Requirement: Copy out, from the data below, each line in which the word "tree" occurs.

The input:
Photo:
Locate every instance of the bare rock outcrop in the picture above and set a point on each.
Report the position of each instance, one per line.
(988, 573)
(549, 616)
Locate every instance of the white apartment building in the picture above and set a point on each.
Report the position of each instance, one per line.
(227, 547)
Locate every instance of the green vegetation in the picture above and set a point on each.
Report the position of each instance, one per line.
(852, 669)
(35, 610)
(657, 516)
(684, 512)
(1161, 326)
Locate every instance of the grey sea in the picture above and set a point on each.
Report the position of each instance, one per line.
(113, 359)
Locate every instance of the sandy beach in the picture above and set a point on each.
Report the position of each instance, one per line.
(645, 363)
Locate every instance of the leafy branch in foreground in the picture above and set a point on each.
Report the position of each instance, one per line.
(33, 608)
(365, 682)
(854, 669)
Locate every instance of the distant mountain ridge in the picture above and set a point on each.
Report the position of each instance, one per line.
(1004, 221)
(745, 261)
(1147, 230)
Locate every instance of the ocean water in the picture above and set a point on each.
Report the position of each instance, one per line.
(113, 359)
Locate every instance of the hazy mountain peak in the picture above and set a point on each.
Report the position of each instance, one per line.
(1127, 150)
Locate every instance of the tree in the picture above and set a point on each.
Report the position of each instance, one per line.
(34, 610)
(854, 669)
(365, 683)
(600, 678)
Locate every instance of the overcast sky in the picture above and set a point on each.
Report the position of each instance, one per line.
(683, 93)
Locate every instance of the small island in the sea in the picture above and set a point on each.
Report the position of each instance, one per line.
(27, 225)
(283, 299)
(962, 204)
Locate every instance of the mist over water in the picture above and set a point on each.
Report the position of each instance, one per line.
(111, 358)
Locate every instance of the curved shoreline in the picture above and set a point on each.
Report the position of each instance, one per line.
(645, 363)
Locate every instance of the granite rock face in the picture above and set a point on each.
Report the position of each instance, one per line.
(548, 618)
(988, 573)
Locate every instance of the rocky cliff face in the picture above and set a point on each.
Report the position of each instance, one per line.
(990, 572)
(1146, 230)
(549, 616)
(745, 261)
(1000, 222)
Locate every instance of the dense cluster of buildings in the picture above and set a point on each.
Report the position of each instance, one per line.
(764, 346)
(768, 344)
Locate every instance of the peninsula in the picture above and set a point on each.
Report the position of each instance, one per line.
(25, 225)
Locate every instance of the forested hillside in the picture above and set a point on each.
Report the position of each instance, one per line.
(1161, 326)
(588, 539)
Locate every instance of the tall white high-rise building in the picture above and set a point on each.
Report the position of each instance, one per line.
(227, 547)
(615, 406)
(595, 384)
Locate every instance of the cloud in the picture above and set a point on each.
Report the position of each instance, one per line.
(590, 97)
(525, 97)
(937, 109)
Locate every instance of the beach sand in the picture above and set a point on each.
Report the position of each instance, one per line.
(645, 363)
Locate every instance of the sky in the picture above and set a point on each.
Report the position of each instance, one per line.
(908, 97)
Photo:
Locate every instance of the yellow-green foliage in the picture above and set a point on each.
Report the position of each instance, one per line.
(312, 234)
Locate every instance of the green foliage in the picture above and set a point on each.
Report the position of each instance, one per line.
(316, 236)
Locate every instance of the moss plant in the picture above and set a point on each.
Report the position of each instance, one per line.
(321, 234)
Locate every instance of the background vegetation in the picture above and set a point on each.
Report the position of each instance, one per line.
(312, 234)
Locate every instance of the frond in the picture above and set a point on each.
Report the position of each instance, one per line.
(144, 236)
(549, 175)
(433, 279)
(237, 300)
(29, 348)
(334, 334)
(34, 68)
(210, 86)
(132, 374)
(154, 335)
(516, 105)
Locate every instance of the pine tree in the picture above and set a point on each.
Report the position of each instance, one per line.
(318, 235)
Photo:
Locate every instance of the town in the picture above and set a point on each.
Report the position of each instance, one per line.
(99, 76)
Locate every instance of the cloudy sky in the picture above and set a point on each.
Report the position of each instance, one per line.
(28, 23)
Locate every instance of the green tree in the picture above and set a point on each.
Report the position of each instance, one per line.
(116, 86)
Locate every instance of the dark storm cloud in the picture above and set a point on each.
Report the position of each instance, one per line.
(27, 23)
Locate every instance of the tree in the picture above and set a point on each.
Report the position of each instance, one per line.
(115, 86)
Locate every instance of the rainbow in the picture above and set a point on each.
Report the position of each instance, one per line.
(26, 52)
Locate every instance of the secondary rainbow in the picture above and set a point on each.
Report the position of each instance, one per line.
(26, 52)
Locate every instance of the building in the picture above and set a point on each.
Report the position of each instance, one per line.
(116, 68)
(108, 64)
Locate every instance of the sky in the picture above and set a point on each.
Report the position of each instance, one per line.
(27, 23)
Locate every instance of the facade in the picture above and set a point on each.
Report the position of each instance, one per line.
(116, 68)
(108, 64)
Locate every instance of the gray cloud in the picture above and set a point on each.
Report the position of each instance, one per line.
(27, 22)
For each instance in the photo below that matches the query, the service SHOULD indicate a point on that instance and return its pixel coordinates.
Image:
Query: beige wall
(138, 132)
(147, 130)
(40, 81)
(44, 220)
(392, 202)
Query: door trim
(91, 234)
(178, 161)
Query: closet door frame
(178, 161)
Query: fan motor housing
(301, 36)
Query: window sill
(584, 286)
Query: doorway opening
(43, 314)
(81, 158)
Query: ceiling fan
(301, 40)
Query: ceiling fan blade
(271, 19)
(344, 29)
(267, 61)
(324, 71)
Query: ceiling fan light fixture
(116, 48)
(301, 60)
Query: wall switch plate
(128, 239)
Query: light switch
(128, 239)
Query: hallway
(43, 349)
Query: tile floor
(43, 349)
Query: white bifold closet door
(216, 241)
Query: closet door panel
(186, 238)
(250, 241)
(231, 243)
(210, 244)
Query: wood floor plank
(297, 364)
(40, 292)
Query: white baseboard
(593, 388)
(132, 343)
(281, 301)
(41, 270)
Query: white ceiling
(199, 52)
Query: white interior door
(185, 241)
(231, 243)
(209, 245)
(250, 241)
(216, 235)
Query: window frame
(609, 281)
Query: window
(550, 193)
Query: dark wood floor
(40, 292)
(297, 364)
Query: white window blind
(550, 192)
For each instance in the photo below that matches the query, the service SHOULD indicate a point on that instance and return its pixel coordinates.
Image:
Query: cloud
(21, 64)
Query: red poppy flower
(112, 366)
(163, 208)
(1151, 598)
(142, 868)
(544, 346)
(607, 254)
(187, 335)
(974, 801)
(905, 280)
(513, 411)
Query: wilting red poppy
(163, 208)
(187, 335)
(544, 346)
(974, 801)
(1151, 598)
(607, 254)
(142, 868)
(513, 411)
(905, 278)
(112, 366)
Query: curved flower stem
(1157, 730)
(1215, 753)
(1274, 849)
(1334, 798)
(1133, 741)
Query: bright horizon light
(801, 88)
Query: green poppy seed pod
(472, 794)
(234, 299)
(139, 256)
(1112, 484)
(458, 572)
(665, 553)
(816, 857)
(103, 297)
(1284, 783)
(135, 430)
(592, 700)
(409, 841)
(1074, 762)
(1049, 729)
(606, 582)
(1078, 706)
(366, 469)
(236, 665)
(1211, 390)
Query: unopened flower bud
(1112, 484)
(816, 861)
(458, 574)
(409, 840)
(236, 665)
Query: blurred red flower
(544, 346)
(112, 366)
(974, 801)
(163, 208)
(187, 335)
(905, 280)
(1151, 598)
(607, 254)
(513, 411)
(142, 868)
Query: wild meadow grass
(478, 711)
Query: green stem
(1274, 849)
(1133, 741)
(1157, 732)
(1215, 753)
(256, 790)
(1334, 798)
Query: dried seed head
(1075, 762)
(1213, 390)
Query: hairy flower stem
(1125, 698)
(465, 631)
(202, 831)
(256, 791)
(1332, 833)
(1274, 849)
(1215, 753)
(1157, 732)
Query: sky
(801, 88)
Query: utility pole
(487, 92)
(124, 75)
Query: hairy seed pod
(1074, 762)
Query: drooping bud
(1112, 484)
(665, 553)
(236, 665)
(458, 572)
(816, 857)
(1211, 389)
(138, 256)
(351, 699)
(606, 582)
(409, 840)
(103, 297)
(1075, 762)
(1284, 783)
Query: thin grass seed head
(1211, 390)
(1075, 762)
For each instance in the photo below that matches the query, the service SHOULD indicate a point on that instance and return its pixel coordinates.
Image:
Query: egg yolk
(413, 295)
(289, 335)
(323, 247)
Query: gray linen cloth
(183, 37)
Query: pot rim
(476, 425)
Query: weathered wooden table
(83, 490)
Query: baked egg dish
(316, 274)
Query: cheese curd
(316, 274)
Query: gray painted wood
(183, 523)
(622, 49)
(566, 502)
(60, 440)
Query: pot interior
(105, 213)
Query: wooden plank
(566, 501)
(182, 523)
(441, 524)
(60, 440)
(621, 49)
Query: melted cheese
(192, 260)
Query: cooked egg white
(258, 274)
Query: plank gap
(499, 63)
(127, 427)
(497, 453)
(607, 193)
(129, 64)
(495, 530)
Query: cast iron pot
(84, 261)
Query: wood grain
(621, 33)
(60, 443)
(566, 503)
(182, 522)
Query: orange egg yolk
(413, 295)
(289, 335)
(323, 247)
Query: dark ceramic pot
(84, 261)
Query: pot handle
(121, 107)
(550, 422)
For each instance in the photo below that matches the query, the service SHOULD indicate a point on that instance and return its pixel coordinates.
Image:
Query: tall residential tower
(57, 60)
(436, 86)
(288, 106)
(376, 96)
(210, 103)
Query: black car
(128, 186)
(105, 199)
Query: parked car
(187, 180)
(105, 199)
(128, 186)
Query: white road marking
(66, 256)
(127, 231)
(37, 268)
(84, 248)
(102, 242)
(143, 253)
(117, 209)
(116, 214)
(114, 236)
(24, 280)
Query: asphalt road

Problem solution:
Locate every instance of the tree in the picture above and set a point on each.
Locate every instance of the pine tree in the picture above and set a point on each.
Locate every instance of the green tree in the picture above and set a point on each.
Locate every instance of the tree in the picture above and set a point on each.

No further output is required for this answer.